▶ Written exercise:
Your task is to transcribe the entries below exactly, beginning with the line containing "Give one point for each instance of the handcuffs" and ending with the final line, and to add nothing else.
>> Start Provided records
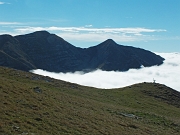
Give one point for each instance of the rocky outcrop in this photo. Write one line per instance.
(42, 50)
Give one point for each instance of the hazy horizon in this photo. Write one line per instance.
(168, 74)
(144, 24)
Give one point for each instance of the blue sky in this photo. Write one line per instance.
(149, 24)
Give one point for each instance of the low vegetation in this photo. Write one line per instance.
(36, 105)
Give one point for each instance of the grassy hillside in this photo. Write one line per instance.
(37, 105)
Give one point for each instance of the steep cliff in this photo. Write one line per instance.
(42, 50)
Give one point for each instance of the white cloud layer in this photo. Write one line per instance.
(1, 3)
(168, 74)
(89, 33)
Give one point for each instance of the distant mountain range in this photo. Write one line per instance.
(42, 50)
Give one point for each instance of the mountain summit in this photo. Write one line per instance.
(42, 50)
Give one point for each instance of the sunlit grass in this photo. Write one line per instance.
(40, 105)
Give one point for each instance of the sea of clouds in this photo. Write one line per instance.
(168, 73)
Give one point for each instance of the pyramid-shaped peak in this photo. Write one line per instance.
(110, 41)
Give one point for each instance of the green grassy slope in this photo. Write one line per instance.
(37, 105)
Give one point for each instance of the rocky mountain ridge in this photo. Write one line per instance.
(42, 50)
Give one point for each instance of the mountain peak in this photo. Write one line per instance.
(110, 41)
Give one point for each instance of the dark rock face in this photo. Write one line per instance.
(42, 50)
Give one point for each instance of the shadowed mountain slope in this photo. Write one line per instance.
(33, 104)
(42, 50)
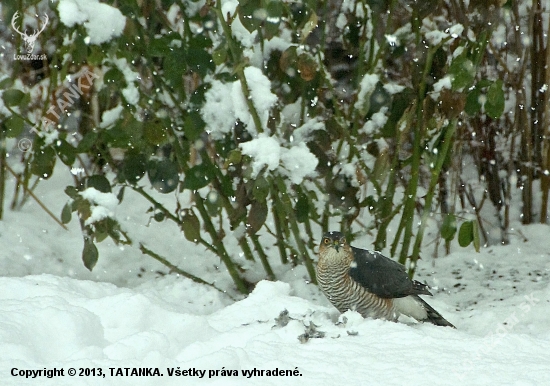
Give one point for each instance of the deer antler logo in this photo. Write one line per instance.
(29, 40)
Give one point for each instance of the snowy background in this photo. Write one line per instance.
(129, 312)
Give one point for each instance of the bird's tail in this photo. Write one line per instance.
(432, 315)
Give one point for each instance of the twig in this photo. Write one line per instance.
(173, 268)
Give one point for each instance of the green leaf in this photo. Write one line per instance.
(175, 67)
(257, 216)
(13, 97)
(99, 182)
(260, 190)
(14, 126)
(65, 152)
(71, 191)
(161, 46)
(163, 175)
(274, 15)
(494, 106)
(134, 167)
(197, 177)
(475, 235)
(200, 61)
(251, 14)
(90, 254)
(87, 142)
(191, 226)
(473, 106)
(448, 228)
(114, 76)
(66, 213)
(154, 132)
(219, 55)
(463, 73)
(43, 162)
(302, 209)
(466, 234)
(193, 126)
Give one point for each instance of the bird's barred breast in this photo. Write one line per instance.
(346, 294)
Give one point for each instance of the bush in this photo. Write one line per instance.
(274, 117)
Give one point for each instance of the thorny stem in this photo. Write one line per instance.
(239, 67)
(40, 203)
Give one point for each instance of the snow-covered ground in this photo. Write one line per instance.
(130, 313)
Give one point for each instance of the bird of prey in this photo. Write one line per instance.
(370, 283)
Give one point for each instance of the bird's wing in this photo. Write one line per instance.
(382, 276)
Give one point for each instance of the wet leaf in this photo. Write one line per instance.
(99, 182)
(13, 97)
(191, 226)
(494, 106)
(66, 213)
(90, 254)
(257, 216)
(466, 233)
(13, 126)
(163, 175)
(448, 228)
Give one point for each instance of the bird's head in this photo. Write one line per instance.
(333, 240)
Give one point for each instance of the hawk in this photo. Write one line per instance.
(370, 283)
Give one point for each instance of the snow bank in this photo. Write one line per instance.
(53, 322)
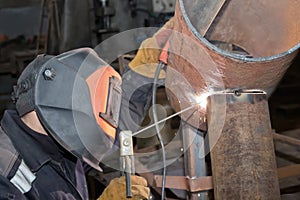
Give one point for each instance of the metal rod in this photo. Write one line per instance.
(286, 139)
(165, 119)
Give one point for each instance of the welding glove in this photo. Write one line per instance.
(137, 79)
(146, 59)
(116, 190)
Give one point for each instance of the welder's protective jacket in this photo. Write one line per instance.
(35, 170)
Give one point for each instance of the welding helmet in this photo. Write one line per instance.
(77, 98)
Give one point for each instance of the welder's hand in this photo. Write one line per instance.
(116, 190)
(146, 59)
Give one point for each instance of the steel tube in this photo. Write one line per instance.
(242, 152)
(249, 45)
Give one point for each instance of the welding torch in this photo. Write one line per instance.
(127, 159)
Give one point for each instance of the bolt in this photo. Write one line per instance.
(49, 74)
(126, 142)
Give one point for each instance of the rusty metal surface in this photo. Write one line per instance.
(286, 139)
(289, 171)
(242, 156)
(184, 183)
(264, 38)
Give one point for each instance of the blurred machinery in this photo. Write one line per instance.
(244, 48)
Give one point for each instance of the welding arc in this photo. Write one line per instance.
(165, 119)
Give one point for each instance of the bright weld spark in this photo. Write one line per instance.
(201, 99)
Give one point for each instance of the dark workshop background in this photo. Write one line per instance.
(28, 27)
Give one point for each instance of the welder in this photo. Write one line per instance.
(66, 120)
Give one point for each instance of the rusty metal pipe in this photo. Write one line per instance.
(242, 154)
(249, 45)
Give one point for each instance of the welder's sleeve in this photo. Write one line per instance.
(137, 79)
(116, 190)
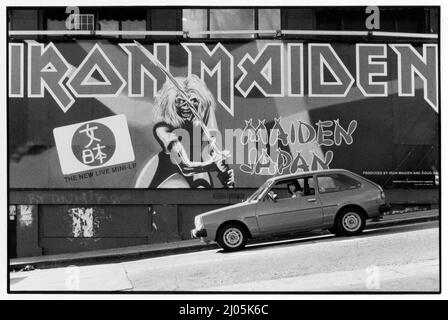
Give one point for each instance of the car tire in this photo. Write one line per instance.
(333, 230)
(232, 237)
(350, 222)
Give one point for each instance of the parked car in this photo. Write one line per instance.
(335, 199)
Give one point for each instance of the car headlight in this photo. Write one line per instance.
(198, 224)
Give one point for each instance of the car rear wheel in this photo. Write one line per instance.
(350, 222)
(232, 237)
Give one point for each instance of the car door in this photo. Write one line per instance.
(288, 213)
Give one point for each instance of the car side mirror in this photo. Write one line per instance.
(273, 196)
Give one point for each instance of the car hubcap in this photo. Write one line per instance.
(233, 237)
(351, 221)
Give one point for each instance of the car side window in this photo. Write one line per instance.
(294, 188)
(336, 182)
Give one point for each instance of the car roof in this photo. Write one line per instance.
(307, 173)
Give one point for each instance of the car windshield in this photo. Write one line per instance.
(260, 190)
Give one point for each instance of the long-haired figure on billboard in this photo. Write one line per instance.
(175, 166)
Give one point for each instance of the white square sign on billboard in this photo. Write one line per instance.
(94, 144)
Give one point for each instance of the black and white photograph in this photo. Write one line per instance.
(283, 149)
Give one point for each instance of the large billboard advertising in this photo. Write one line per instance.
(101, 114)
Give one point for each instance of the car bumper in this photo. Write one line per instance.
(384, 208)
(198, 233)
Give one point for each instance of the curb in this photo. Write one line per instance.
(127, 256)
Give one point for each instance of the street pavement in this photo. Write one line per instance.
(396, 258)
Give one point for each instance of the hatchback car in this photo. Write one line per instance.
(335, 199)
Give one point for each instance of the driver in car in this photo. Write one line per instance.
(295, 189)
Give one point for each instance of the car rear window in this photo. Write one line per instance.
(336, 182)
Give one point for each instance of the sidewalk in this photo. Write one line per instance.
(184, 246)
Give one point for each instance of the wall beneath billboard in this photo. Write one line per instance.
(98, 114)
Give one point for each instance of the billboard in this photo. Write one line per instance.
(100, 114)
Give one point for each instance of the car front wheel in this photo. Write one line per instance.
(350, 222)
(232, 237)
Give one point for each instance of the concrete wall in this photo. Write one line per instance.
(62, 221)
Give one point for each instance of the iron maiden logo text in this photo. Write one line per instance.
(277, 70)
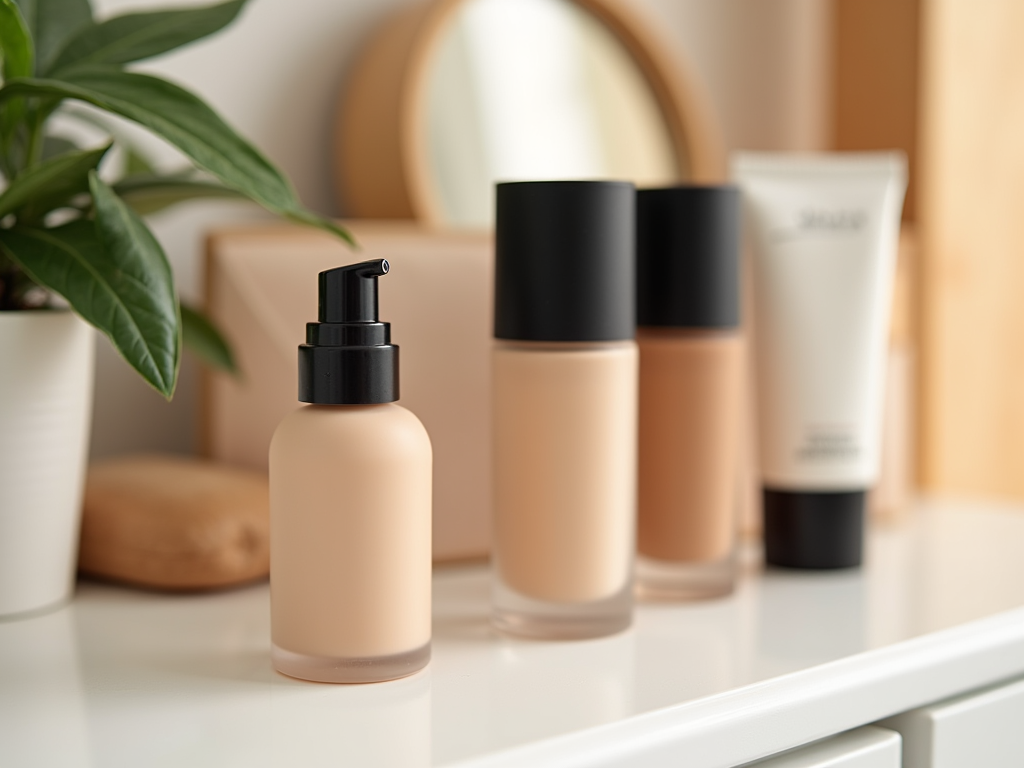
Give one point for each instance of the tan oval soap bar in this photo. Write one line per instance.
(175, 522)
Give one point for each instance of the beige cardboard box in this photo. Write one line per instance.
(261, 290)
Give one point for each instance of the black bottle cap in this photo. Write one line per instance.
(348, 357)
(688, 257)
(564, 261)
(814, 529)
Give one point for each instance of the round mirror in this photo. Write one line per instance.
(455, 95)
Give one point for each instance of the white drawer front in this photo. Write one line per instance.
(864, 748)
(981, 729)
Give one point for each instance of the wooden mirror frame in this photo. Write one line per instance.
(381, 165)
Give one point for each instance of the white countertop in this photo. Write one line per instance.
(126, 678)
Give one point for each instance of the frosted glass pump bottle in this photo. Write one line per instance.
(350, 487)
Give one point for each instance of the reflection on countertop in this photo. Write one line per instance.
(129, 678)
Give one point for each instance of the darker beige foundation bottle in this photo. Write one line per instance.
(350, 487)
(564, 409)
(690, 390)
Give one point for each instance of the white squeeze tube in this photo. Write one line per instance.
(822, 231)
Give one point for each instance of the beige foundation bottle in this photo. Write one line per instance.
(350, 491)
(690, 390)
(564, 409)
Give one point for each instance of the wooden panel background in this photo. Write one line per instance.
(944, 80)
(971, 223)
(875, 80)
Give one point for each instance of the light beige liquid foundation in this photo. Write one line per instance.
(564, 409)
(691, 363)
(350, 494)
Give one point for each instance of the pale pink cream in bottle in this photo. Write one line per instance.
(350, 492)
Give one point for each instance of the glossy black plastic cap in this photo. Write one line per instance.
(564, 261)
(348, 357)
(688, 257)
(814, 529)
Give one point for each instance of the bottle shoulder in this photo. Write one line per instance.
(376, 428)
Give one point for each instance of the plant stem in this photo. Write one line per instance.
(34, 150)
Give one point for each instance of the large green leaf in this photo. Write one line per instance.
(184, 121)
(51, 22)
(147, 194)
(14, 41)
(203, 338)
(116, 280)
(131, 246)
(137, 36)
(52, 182)
(53, 145)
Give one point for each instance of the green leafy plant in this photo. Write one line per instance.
(66, 230)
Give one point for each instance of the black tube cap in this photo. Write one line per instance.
(814, 529)
(688, 257)
(564, 261)
(348, 357)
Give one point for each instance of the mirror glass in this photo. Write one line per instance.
(537, 89)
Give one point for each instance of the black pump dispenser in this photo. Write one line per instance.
(348, 357)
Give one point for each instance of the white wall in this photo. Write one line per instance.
(275, 75)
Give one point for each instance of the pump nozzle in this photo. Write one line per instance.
(348, 294)
(348, 357)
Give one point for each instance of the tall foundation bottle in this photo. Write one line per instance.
(564, 409)
(690, 390)
(350, 486)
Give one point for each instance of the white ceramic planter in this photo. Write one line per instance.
(46, 375)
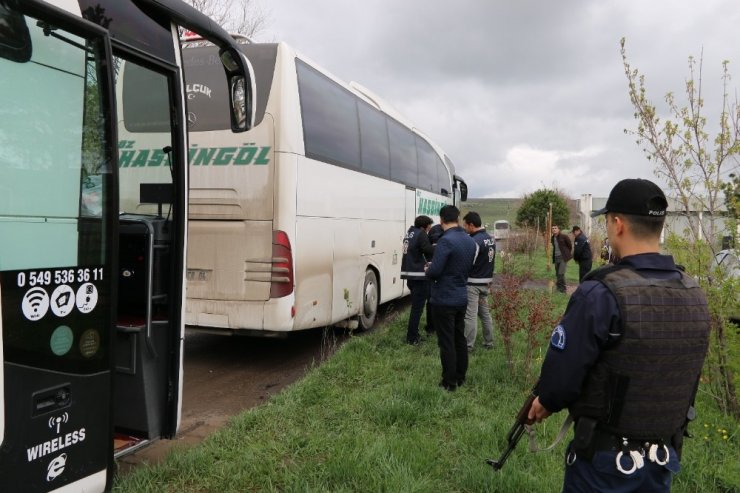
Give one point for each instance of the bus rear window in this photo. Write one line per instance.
(207, 99)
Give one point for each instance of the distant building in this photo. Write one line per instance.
(677, 220)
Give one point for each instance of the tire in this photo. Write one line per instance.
(369, 305)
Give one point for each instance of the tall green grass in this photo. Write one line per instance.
(372, 418)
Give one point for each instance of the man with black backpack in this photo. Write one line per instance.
(626, 357)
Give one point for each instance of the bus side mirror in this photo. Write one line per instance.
(463, 191)
(15, 40)
(240, 78)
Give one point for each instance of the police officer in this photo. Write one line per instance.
(449, 271)
(582, 252)
(562, 251)
(626, 357)
(479, 281)
(417, 251)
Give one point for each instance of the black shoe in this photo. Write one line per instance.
(447, 386)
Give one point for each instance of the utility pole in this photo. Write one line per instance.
(548, 231)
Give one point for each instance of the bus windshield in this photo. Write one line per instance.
(53, 152)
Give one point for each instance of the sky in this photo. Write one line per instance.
(521, 94)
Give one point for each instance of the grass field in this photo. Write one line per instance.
(492, 210)
(372, 418)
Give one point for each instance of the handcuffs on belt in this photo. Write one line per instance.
(637, 456)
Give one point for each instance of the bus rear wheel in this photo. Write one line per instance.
(369, 308)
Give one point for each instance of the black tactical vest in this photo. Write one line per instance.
(642, 386)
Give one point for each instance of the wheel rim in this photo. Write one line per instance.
(369, 300)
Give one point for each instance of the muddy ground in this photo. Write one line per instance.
(224, 375)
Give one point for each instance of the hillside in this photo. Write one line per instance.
(492, 210)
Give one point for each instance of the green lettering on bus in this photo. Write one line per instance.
(245, 155)
(124, 158)
(157, 158)
(204, 156)
(141, 158)
(262, 158)
(224, 156)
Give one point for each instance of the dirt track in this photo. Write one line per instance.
(225, 375)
>> End Provided records
▶ Answer below:
Give one point for each instance of the handcuffs on belt in this photo. Write one line per instance.
(637, 456)
Give one point for each instance of the bus rear wheel in this photo. Write one line per instance.
(369, 308)
Give one point for each instance of the black tactical vest in this photo. Write one line per instance.
(642, 386)
Give one point for each instance of the wheel rim in this photo. Write one line per instance.
(369, 300)
Give one point for each instance of the muddy ground in this photo. Write one line per instance.
(224, 375)
Give one point for each instance of the hillside in this photo. Write one line per instance.
(492, 210)
Give one point for each instance of the green lettering on bus in this photo. Write one line per instance.
(245, 155)
(124, 158)
(157, 158)
(204, 156)
(141, 158)
(262, 158)
(224, 156)
Give one point for each instance of the dirt track in this photo. Write one line per instance.
(225, 375)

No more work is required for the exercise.